Objective: Every line below should be repeated exactly.

Input:
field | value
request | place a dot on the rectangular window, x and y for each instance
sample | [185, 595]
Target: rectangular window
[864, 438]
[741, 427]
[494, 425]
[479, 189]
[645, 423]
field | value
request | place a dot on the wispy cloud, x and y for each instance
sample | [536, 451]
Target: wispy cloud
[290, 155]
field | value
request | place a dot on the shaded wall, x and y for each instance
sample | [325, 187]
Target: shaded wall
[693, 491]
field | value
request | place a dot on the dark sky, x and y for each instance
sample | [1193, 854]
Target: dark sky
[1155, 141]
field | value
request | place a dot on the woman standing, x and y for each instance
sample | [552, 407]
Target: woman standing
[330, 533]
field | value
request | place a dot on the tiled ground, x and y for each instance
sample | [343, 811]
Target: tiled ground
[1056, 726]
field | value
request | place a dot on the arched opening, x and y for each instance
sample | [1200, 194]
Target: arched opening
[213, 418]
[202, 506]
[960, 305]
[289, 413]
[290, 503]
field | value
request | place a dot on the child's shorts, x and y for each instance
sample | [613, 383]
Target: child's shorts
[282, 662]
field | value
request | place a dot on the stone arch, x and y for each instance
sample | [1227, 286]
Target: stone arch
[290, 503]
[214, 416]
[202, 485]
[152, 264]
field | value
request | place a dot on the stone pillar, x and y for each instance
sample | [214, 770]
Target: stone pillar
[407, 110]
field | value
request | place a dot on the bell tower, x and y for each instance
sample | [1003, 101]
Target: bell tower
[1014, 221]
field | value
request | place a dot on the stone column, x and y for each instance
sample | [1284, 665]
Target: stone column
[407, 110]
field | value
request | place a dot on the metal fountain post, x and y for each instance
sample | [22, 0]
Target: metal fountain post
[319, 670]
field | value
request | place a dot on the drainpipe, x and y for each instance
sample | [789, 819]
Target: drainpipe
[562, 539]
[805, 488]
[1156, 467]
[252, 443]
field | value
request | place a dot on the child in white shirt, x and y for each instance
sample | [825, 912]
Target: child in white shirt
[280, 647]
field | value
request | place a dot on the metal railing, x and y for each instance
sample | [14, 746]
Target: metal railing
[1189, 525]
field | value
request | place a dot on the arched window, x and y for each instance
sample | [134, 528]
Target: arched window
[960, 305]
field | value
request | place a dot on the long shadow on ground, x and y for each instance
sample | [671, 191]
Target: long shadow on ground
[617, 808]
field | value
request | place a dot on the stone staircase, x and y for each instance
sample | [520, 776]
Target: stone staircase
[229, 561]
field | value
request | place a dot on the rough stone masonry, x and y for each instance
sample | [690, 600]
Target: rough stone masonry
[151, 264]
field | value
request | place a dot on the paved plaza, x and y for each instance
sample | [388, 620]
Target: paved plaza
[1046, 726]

Expected answer:
field | value
request | place a dot on the rectangular window, x and y for each instance
sample | [185, 595]
Target: rectangular window
[864, 438]
[741, 427]
[494, 425]
[479, 189]
[645, 423]
field | value
request | place a dot on the wispy cloud, x and y for each instance
sample | [536, 451]
Target: wispy cloud
[290, 155]
field | value
request | place a dot on the shaded wall, x and y for each instance
sample | [325, 187]
Target: shaded wall
[693, 491]
field | value
request | place a dot on the dark sky, x and y for each instance
sample | [1193, 854]
Target: dark sky
[1155, 141]
field | value
request | place a dot on the woman standing, x and y for each instance
sample | [552, 407]
Target: woman standing
[330, 533]
field | value
request | place a dot on the tiled ground, x and y for each instance
sample | [343, 811]
Target: tiled ground
[1056, 726]
field | value
request | place a dot on the arched opening, x and y for each instance
sample | [1200, 194]
Target: arched opening
[213, 418]
[202, 506]
[960, 305]
[289, 413]
[290, 503]
field | value
request | place a dot on the child's shorts, x and y for each instance
sample | [613, 383]
Target: child's shorts
[282, 662]
field | value
request | place a dot on the stone arch, x and y for each instance
sample | [1227, 286]
Target: stone arch
[290, 503]
[214, 416]
[202, 485]
[152, 264]
field | value
request | place a dot on the stone pillar, x and y for each instance
sample | [214, 770]
Target: stone pillar
[407, 110]
field | value
request | place a dot on the bell tower, x and y for each instance
sample | [1003, 101]
Target: bell tower
[1014, 221]
field | value
request | place a dot on the stone column, x and y for each instance
sample | [1284, 665]
Target: stone column
[407, 110]
field | value
request | place a dot on the metal fountain post, x and y for each instance
sample | [22, 0]
Target: metal fountain post
[319, 670]
field | value
request | place a dot on the drainpipe, x and y for each instance
sample | [789, 819]
Target: drainpipe
[562, 539]
[805, 488]
[1156, 467]
[252, 443]
field | value
request | place a dot on the child in white shirt, x and y for each instance
sample | [825, 912]
Target: child in white shirt
[280, 647]
field | value
request | place a dot on the metal railing, x and y for each instance
sample | [14, 746]
Target: metal railing
[1189, 525]
field | value
request | place a dot on the arched window, x and y for each instance
sample | [134, 528]
Target: arched window
[960, 305]
field | value
request | place a dot on the long shadow on ground, x and y for each instance
sample | [671, 191]
Target: long shadow on ground
[617, 808]
field | value
request | place a dot on the stone staircase, x and y for each instance
sample | [520, 776]
Target: stone staircase
[229, 561]
field | value
request | place a dot on the rough stone masonry, x and y for each instance
sample | [690, 600]
Target: rough stone masonry
[151, 264]
field | value
request | place a dot on the paved plaza, x and y for each instance
sample | [388, 620]
Target: paved plaza
[1046, 726]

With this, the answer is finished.